◆ TASK DIRECTIONS:
Return exactly the span of lines that opens with the line containing "Could you point out every instance of the lilac" and closes with the last line of the data, inclusive.

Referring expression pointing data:

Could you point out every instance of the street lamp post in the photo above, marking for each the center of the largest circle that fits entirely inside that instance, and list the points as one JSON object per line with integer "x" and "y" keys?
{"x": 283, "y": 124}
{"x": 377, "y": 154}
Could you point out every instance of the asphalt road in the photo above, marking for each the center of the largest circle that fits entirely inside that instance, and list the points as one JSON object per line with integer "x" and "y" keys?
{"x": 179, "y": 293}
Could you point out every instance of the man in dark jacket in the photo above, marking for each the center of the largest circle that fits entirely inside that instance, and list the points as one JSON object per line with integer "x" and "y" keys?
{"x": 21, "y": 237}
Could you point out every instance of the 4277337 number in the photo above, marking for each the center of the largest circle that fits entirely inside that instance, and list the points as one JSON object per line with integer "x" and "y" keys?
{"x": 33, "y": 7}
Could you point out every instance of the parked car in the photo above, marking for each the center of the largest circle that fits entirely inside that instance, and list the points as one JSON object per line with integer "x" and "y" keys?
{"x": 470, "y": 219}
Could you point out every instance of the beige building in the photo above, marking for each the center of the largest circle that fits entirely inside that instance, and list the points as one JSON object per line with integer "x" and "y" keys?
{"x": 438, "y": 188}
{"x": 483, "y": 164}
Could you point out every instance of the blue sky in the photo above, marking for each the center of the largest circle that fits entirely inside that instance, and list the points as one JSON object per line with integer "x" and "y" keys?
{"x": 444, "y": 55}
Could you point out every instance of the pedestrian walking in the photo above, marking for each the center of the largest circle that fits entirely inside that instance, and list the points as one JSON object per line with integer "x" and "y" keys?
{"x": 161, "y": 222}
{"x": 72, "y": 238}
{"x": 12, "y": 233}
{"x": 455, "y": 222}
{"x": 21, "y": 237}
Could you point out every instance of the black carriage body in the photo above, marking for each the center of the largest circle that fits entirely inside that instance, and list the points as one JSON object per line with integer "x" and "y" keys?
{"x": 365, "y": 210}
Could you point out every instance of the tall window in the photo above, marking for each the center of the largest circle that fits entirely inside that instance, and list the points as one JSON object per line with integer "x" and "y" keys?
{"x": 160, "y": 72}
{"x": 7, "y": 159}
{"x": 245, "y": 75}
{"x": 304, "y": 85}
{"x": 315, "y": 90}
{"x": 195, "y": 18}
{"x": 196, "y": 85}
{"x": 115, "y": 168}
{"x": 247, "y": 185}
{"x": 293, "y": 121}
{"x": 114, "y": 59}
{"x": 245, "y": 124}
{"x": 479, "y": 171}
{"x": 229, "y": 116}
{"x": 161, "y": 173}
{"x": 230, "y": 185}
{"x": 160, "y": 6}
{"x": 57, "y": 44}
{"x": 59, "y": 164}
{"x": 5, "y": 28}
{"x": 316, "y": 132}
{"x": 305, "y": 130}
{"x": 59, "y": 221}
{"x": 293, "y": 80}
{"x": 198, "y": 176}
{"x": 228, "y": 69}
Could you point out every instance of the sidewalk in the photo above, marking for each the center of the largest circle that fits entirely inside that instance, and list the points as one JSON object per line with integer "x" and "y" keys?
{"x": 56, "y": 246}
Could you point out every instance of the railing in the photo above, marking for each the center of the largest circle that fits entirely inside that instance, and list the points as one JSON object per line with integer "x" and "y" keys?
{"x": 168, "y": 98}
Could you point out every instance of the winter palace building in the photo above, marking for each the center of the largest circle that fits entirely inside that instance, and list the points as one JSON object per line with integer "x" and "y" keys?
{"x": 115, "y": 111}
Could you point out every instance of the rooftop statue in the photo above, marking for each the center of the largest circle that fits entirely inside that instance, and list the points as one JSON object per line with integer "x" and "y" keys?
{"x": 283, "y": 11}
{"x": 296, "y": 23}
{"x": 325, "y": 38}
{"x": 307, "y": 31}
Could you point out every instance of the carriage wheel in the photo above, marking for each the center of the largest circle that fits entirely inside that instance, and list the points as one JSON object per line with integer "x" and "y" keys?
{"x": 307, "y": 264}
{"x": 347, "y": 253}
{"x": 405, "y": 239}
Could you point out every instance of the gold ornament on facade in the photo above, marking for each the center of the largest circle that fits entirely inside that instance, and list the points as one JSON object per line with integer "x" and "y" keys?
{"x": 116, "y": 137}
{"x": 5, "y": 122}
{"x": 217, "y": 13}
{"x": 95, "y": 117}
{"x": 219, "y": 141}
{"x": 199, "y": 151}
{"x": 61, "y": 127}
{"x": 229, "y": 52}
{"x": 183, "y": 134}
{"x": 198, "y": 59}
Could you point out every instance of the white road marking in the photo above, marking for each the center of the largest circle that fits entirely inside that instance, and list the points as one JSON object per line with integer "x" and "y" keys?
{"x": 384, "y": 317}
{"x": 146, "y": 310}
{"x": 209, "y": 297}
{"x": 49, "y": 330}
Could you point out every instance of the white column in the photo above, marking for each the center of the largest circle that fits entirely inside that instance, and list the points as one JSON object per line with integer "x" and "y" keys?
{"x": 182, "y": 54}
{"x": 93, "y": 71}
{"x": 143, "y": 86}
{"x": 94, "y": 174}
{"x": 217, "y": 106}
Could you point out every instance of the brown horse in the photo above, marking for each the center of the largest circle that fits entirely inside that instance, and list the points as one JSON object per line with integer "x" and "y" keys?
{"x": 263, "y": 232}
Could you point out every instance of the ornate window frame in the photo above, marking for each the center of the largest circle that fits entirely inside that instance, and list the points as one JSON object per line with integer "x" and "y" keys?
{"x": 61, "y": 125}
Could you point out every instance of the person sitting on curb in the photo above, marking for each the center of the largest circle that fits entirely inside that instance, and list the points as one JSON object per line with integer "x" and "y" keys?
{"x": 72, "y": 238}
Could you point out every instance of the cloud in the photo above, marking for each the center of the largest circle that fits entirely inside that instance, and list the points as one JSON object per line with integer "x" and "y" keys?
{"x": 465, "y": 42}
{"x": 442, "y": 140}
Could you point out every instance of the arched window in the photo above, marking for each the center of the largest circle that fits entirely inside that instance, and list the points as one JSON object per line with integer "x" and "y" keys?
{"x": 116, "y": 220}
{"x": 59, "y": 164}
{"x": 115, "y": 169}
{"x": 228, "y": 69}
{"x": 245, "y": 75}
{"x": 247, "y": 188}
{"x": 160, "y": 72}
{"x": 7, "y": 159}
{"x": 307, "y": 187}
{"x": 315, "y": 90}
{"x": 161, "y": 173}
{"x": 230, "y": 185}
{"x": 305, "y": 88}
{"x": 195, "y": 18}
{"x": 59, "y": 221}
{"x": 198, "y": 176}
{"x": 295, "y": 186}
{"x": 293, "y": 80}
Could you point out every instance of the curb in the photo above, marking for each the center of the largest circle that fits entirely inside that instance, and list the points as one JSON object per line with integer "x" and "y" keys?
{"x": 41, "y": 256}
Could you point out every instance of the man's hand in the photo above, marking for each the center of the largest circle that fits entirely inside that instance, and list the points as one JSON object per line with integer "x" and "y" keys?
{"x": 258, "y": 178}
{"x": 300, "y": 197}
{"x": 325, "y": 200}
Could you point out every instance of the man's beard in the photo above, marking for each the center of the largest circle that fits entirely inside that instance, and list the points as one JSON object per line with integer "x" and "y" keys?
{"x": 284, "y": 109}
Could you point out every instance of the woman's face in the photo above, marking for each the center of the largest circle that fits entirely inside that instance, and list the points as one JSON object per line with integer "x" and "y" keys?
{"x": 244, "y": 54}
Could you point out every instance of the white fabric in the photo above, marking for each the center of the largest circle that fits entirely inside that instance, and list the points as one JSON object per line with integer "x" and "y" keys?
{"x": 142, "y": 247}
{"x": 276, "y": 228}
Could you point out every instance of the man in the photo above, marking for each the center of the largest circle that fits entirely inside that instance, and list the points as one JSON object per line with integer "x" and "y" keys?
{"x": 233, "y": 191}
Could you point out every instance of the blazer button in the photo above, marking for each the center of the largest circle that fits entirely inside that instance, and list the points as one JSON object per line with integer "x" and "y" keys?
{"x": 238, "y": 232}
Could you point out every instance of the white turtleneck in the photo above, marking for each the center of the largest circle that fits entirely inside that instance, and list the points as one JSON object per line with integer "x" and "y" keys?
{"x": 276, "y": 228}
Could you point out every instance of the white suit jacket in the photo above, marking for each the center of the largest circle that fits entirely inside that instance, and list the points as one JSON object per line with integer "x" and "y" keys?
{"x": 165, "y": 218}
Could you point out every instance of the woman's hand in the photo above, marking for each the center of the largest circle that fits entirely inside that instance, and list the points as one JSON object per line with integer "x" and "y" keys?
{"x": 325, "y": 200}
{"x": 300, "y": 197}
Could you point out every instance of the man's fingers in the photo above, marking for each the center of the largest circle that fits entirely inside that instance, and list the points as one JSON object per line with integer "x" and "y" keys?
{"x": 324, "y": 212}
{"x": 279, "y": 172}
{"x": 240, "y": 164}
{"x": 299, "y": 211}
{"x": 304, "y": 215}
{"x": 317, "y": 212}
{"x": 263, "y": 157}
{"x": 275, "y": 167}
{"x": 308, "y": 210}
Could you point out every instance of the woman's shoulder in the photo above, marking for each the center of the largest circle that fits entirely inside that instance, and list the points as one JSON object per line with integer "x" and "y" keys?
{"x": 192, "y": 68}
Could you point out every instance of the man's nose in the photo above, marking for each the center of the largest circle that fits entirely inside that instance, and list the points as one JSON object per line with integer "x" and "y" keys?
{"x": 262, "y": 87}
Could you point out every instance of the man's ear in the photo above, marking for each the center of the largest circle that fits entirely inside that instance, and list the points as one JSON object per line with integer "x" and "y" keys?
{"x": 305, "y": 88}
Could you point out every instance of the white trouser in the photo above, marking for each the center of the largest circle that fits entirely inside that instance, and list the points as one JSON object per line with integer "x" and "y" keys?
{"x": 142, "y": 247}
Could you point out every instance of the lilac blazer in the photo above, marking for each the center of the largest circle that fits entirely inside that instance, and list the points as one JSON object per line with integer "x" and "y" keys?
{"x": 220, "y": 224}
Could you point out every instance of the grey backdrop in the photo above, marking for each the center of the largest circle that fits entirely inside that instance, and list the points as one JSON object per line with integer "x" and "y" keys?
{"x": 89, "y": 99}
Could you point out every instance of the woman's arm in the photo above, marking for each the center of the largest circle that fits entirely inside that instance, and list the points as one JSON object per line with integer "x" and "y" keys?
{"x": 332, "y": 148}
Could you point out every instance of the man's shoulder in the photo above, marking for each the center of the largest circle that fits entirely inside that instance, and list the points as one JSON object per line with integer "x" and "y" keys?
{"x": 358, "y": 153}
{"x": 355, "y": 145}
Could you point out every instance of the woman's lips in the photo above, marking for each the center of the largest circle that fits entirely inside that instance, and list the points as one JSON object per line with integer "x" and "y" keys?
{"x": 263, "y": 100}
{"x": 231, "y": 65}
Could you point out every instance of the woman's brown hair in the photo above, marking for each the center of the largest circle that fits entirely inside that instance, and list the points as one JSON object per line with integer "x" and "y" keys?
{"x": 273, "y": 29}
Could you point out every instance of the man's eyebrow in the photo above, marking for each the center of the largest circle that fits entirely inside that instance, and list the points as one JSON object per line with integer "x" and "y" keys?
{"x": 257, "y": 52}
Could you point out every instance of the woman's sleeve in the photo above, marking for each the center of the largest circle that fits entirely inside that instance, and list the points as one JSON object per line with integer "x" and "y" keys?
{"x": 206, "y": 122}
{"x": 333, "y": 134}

◆ ANSWER TO THIS PROBLEM:
Could you point out every instance of the lilac blazer in the photo above, marking for each the center of the largest circle that fits entirely inside that instance, and list the points as one JSON object per line with integer "x" and "y" keys?
{"x": 220, "y": 224}
Could you point out every instance of the grey backdrop in the photo above, marking for each the center of the largest circle that fits entirely inside that instance, and list the points as one JSON object per line with integer "x" and "y" keys?
{"x": 89, "y": 99}
Could you point out every instance of the woman's arm in the photo above, marking for each the center of the largest circle that fits entirely inside that instance, and list the points as one JSON object per line with integer "x" and "y" keys?
{"x": 332, "y": 148}
Could you point out every instance of the man's shoulder in the photo above, marking for each the center of the largest circle that fits entirely inside that instance, and list the points as one JSON object per line with integer "x" and "y" keys?
{"x": 358, "y": 153}
{"x": 355, "y": 145}
Could you point out every instance of the woman's lips in the photo above, marking for each the center of the largest circle that fits entirely inside that instance, and list the points as one JSON object per line with integer "x" and "y" keys?
{"x": 263, "y": 100}
{"x": 231, "y": 65}
Could you point out every instance of the woman's brown hair in the photo above, marking for each the center of the largest circle that fits entirely inside that instance, and list the points as one JSON object per line with integer "x" and "y" keys?
{"x": 273, "y": 29}
Could you point out every instance of the man's eyebrow in the photo above, marking for each the center of the largest circle that fits entirely inside that instance, and list the points as one JSON object per line with integer "x" and "y" keys?
{"x": 257, "y": 52}
Could you point out every instance of the woman's sleeve in the photo above, marking for each the center of the largest circle that fits entirely inside that instance, and list the points as one JSON object per line with integer "x" and "y" keys?
{"x": 206, "y": 122}
{"x": 333, "y": 134}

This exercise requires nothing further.